> Given passage
▼

That being said, medical leaders recognize precise scientific
engagement is not about flooding KOLs and stakeholders
with scientific information but pinpointing the highest value
mode of action. They understand that the lightest touch may
sometimes be an effective interaction in creating a valuable
experience for the expert. The question then is, how? How
can they build the right capabilities to offer precise impactful
engagement?
Foundational capabilities for medical value generation
Across the industry, medical affairs organizations are focused on the following value creation levers:
In order to create this value, medical affairs teams in companies big and small are investing their energy around five key capabilities to build the necessary foundations for growth and value creation.
1. CUSTOMER INTELLIGENCE: Modern, data-connected
ecosystem that navigates stakeholder networks
influencing and shaping the debate and discussion
around a disease area and patient treatment pathway.
2. OMNICHANNEL STRATEGY AND ROADMAP: A medical-specific vision, strategy, and roadmap for omnichannel, grounded in the HCP/KOL journey and touchpoints and coordinated with clinical and commercial, delivering a precise, seamless, and orchestrated experience.
3. INSIGHTS & ANALYTICS: End-to-end insights capability
that delivers real-time, actionable insights driving
responsive business decisions.
4. SCIENTIFIC CONTENT EXCELLENCE: Channel-agnostic content that delivers consistent scientific information from drug discovery to post-approval, at the right time, in the way the HCP/KOL demands.
5. DIGITAL EXCELLENCE: Integrated approach to platforms,
processes, and people to realize the transformative
potential of digital.

▲

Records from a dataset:

▼

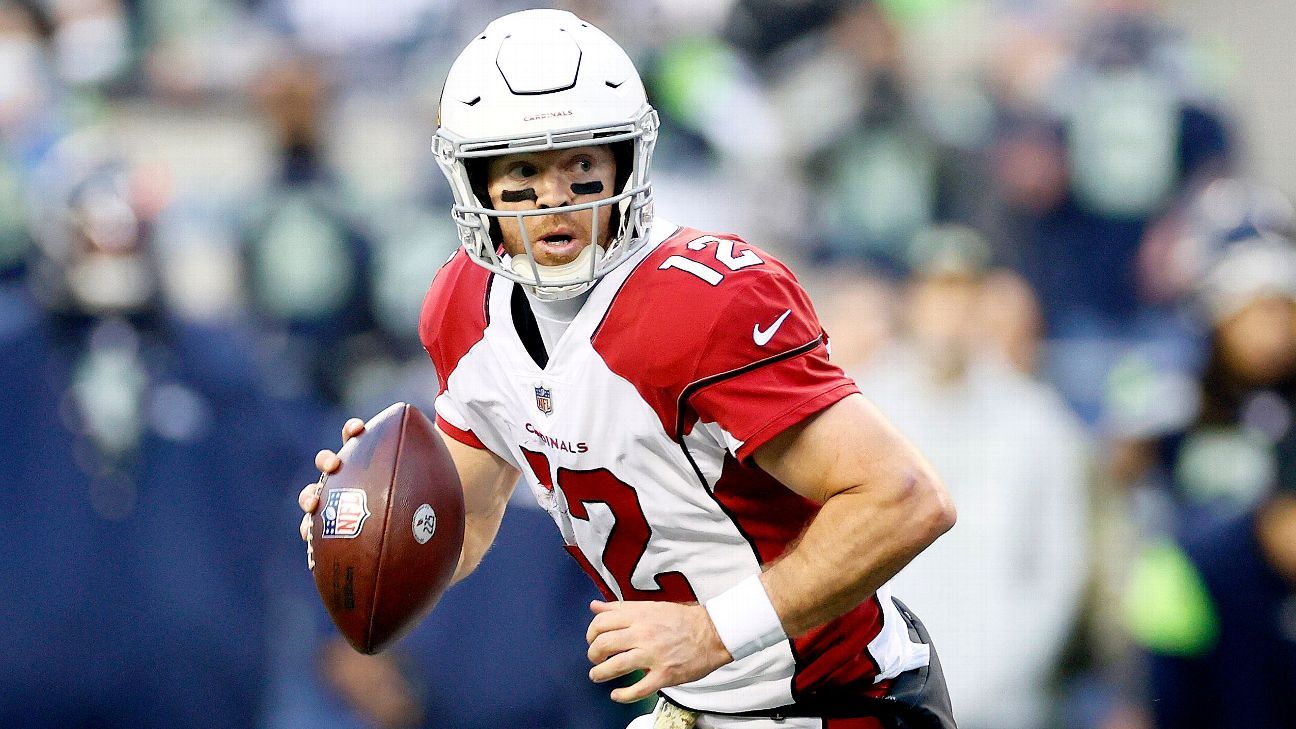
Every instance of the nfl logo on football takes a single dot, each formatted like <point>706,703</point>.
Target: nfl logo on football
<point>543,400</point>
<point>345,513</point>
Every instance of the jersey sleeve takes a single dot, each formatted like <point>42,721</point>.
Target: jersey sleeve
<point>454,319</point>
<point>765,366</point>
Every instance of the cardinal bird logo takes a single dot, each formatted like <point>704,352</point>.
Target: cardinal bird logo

▲
▼

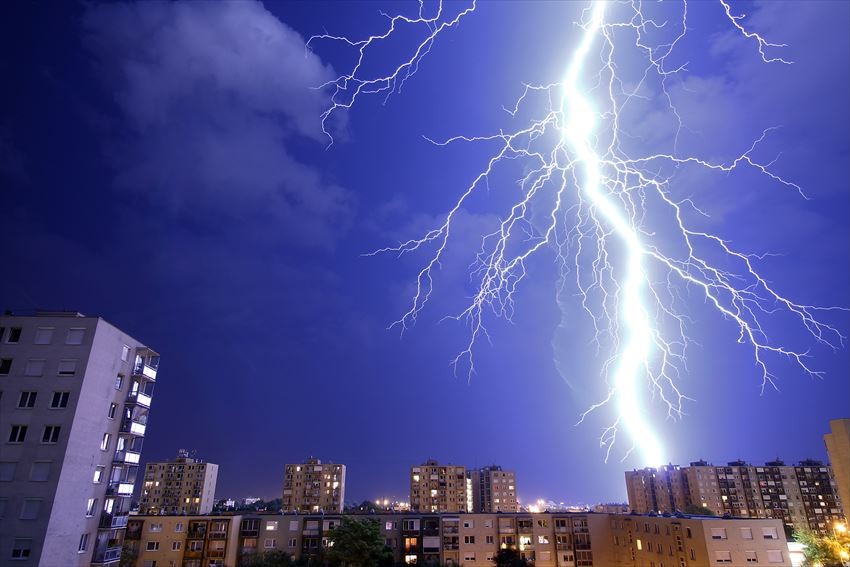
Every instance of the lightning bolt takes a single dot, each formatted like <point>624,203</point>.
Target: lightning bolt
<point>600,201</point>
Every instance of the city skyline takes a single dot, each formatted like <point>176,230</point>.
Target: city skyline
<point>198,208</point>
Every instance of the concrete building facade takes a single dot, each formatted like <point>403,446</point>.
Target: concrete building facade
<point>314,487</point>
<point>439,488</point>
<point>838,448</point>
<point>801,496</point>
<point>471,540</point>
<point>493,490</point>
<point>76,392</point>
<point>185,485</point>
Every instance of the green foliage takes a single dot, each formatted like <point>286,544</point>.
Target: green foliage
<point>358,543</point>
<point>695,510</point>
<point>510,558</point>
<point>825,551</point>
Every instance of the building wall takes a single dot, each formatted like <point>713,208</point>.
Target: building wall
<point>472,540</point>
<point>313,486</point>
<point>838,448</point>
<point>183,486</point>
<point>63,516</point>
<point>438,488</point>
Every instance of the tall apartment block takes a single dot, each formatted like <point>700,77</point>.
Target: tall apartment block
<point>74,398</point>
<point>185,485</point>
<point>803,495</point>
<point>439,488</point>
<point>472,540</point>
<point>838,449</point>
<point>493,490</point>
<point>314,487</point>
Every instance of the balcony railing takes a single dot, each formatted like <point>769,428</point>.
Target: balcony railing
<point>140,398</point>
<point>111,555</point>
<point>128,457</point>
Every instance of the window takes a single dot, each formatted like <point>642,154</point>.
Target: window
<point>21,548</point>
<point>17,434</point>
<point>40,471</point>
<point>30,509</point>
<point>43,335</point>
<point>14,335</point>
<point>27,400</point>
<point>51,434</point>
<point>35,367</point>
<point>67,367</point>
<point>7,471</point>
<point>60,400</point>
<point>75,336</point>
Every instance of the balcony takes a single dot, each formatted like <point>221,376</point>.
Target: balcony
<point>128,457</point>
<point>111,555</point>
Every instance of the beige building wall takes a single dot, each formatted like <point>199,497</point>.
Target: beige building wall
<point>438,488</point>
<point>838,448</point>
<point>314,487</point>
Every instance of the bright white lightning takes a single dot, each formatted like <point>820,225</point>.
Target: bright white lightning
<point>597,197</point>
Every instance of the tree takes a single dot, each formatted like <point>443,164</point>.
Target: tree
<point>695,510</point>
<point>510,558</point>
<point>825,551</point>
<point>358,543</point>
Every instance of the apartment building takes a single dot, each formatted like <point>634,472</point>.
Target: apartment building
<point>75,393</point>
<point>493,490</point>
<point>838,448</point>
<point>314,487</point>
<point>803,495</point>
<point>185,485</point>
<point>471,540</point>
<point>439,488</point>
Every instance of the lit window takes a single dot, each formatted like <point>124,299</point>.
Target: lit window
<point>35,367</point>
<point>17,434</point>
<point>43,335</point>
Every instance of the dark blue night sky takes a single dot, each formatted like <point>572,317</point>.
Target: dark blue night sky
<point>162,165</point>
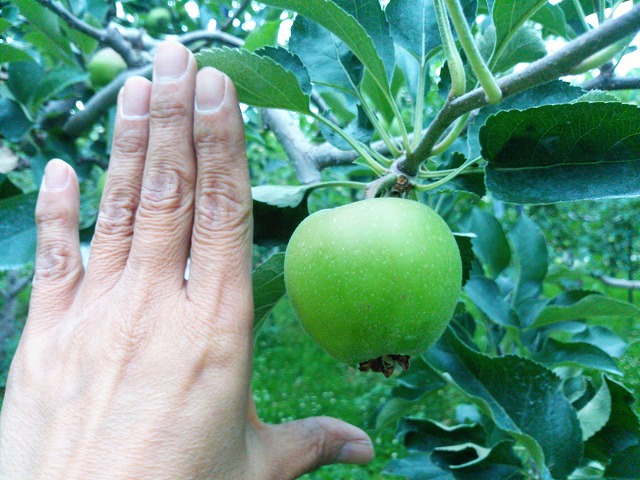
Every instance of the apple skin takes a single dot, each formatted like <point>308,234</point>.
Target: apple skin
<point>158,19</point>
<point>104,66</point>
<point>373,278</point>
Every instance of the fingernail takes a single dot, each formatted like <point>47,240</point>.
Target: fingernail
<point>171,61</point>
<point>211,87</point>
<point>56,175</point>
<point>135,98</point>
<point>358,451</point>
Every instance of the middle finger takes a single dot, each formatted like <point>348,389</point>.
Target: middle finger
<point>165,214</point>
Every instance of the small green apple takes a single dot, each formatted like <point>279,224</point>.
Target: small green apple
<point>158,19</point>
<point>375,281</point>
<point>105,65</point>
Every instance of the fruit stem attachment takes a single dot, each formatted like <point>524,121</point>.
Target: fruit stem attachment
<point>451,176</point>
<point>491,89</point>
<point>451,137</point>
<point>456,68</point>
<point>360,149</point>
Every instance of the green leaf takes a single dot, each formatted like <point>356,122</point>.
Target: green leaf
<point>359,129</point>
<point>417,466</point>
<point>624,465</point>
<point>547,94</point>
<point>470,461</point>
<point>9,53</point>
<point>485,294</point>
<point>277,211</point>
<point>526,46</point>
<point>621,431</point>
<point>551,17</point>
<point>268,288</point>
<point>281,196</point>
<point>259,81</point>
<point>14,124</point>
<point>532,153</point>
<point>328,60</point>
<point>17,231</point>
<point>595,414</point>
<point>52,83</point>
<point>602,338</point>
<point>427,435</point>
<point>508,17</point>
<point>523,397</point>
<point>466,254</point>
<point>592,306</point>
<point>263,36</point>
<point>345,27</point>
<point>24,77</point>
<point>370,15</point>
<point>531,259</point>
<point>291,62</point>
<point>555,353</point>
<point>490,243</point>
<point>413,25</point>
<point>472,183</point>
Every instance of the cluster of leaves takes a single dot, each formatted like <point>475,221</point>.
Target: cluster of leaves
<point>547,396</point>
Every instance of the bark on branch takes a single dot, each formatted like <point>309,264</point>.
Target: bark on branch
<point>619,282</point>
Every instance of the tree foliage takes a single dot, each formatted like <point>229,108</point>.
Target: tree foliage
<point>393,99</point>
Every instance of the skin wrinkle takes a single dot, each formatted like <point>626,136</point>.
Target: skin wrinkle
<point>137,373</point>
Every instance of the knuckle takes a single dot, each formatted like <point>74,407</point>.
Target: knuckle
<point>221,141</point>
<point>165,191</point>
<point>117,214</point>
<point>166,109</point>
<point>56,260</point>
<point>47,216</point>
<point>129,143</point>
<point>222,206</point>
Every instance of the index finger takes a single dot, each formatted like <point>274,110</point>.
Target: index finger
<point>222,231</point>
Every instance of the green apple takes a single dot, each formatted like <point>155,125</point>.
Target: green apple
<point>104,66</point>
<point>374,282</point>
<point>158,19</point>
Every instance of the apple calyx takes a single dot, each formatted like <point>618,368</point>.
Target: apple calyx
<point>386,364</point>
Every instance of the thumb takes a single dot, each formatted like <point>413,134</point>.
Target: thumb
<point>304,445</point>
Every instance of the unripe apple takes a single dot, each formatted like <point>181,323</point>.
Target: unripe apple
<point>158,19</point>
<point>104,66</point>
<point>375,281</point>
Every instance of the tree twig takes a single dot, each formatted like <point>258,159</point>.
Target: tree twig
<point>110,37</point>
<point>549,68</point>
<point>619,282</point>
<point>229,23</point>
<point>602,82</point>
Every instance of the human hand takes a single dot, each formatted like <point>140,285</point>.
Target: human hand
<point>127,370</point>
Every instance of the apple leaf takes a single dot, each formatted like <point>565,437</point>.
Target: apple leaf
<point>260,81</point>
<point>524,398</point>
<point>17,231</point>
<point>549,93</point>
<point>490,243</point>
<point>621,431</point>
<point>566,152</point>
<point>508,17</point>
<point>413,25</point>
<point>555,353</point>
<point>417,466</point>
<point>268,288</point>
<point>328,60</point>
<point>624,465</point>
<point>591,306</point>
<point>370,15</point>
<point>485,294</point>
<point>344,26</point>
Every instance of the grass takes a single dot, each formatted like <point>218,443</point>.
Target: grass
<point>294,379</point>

▲
▼

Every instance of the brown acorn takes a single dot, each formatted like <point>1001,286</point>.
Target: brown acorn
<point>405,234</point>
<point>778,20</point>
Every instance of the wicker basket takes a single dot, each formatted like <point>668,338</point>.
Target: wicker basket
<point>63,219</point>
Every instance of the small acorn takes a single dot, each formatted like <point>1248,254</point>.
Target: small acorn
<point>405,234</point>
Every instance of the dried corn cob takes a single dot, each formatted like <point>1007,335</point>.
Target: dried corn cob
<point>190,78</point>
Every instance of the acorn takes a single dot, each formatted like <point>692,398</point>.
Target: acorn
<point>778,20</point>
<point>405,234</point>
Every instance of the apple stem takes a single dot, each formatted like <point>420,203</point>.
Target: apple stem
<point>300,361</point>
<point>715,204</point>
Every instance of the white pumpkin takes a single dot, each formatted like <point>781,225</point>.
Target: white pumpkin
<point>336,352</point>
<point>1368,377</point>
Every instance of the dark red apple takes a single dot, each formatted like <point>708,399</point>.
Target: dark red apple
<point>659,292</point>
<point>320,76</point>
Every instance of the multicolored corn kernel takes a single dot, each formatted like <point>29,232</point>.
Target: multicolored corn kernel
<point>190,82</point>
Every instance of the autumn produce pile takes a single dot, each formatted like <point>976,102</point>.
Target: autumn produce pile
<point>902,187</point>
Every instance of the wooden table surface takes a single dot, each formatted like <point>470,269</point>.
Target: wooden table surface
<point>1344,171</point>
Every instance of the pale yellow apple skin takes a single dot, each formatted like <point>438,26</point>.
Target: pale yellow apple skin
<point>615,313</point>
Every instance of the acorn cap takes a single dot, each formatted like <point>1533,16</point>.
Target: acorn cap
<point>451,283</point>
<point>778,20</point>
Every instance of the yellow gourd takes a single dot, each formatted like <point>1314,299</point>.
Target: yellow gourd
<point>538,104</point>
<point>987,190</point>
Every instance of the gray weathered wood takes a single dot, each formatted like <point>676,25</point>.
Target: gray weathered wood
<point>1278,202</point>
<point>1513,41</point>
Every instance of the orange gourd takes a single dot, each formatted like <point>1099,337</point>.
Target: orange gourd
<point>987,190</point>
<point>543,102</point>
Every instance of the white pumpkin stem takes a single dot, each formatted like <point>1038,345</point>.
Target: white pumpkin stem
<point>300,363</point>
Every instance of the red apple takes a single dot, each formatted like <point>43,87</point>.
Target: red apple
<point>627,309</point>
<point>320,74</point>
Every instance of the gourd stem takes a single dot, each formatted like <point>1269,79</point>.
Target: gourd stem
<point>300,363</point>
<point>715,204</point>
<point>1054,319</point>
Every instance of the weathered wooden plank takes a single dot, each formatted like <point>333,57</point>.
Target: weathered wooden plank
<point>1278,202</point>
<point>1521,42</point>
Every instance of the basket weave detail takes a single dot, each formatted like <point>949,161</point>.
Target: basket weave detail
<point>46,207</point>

▲

> Aim of the exercise
Transcribe the part of the medical affairs passage above that opens with the words "4. SCIENTIFIC CONTENT" and closes with "the HCP/KOL demands.".

> The answer
4. SCIENTIFIC CONTENT EXCELLENCE: Channel-agnostic content that delivers consistent scientific information from drug discovery to post-approval, at the right time, in the way the HCP/KOL demands.